A data block
------------------------------------------------
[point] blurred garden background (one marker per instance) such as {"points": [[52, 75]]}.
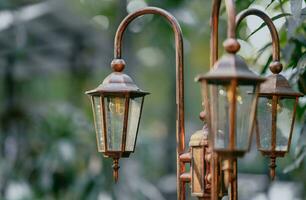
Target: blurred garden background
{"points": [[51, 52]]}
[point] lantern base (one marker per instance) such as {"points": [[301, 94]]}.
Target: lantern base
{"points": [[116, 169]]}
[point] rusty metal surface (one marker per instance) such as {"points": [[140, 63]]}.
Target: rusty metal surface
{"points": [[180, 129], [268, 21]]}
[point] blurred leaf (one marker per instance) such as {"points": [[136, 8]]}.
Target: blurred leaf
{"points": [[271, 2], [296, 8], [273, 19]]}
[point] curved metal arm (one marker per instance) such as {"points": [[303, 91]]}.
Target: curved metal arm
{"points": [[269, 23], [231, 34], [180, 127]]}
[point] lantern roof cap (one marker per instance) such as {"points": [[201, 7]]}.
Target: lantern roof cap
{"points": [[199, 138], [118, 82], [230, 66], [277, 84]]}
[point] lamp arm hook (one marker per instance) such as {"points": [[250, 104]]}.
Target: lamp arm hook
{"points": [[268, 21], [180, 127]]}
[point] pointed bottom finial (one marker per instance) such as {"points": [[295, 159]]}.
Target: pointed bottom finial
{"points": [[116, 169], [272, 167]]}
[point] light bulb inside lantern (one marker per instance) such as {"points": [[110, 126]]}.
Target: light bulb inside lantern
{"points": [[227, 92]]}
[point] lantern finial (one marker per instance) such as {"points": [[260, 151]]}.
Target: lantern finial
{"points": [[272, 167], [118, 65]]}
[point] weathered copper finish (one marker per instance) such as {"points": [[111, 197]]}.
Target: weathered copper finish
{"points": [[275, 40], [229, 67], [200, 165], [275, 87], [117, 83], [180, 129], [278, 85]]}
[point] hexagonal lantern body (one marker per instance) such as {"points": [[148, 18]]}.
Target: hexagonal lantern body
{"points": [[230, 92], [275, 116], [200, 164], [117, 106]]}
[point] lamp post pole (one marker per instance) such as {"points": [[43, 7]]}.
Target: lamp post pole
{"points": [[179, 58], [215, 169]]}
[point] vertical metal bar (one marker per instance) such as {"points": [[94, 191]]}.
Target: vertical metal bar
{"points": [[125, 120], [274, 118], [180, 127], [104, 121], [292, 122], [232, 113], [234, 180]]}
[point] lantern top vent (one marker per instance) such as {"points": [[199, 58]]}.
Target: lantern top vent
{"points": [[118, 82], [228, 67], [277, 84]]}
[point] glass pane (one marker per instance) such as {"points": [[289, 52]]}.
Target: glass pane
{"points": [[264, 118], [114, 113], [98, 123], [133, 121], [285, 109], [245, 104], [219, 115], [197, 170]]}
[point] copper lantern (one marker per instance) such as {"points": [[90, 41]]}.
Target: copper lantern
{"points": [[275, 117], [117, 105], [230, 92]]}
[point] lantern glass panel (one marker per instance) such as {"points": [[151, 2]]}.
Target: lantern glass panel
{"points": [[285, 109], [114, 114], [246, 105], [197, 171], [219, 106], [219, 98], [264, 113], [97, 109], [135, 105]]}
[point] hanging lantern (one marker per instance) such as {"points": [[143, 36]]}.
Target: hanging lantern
------------------------------------------------
_Task to complete_
Can you update the listing from the line with "[point] lantern glass" through the end of the listing so that "one marker per instance" becomes "one point per instance", leaving everything else as it is?

_Result of the task_
[point] lantern glass panel (one point per instance) such as {"points": [[151, 2]]}.
Target: lantern glass panel
{"points": [[285, 109], [114, 114], [246, 105], [197, 171], [219, 106], [219, 98], [264, 113], [97, 109], [135, 105]]}
[point] hanging lantern (one point per instance) such as {"points": [[143, 36]]}.
Target: hanging lantern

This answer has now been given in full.